-- begin Selected excerpt --
Leadership, by Bill

Keeping the Main Thing the Main Thing

1 Comment 29 October 2009

I had lunch today with a friend. As is happening on a broad scale all around us, economic pressures are weighing heavily on his firm, and in particular, he and his partners.

One of his partners, the firm’s CEO has recently seen fit to focus inordinate amounts of time and energy on penny pinching, e.g., auditing every piece of outbound mail for signs that someone might be slipping a piece of personal correspondence into the mix, and, in a headquarters office with at most 40 employees, installing a lock on the closet where sodas and bottled water are stored. This is occurring in a family-owned business staffed with loyal, long service workers.

They are not alone. Respondents to a recent McKinsey survey suggest that, “during the crisis they have seen far more leaders focus on monitoring individual performance—even though they see that as one of the least helpful ways of managing the crisis.”
-- end Selected excerpt --
-- begin Entries shown --
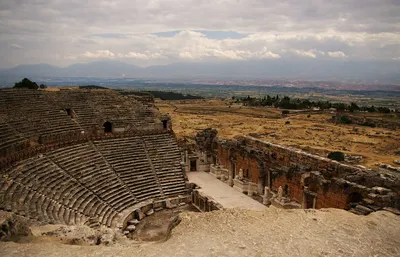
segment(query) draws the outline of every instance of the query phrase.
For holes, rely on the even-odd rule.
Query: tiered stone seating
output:
[[[139,201],[161,197],[140,137],[96,141],[94,144]]]
[[[2,177],[2,207],[6,210],[46,223],[81,224],[87,219],[79,206],[65,204],[68,194],[54,197],[54,188],[67,178],[44,157],[26,160]]]
[[[6,122],[25,138],[46,134],[79,132],[79,126],[67,113],[46,101],[39,90],[0,90],[0,108]]]
[[[185,193],[181,154],[171,134],[143,136],[149,158],[166,196]]]
[[[136,203],[132,193],[121,184],[121,179],[90,143],[58,149],[46,155],[117,212]]]

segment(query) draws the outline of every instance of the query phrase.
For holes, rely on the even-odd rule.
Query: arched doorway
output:
[[[168,128],[168,121],[167,120],[163,120],[163,129],[167,129]]]
[[[109,121],[104,122],[104,133],[111,133],[112,132],[112,123]]]

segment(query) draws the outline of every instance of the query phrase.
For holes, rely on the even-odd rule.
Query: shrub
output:
[[[343,152],[331,152],[328,154],[328,158],[331,160],[342,162],[342,161],[344,161],[344,153]]]
[[[361,125],[362,125],[362,126],[371,127],[371,128],[375,128],[375,127],[376,127],[376,124],[375,124],[375,123],[373,123],[373,122],[368,122],[368,121],[366,121],[366,122],[364,122],[364,123],[361,123]]]
[[[30,81],[27,78],[24,78],[20,82],[14,84],[14,88],[29,88],[29,89],[38,89],[39,86],[36,82]]]
[[[342,117],[340,117],[340,123],[351,124],[351,120],[348,116],[343,115]]]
-- end Entries shown --
# Instructions to follow
Copy out the leadership blog post from the top of this page word for word, from its header line through its final sentence.

# Result below
Leadership, by Bill

Keeping the Main Thing the Main Thing

1 Comment 29 October 2009

I had lunch today with a friend. As is happening on a broad scale all around us, economic pressures are weighing heavily on his firm, and in particular, he and his partners.

One of his partners, the firm’s CEO has recently seen fit to focus inordinate amounts of time and energy on penny pinching, e.g., auditing every piece of outbound mail for signs that someone might be slipping a piece of personal correspondence into the mix, and, in a headquarters office with at most 40 employees, installing a lock on the closet where sodas and bottled water are stored. This is occurring in a family-owned business staffed with loyal, long service workers.

They are not alone. Respondents to a recent McKinsey survey suggest that, “during the crisis they have seen far more leaders focus on monitoring individual performance—even though they see that as one of the least helpful ways of managing the crisis.”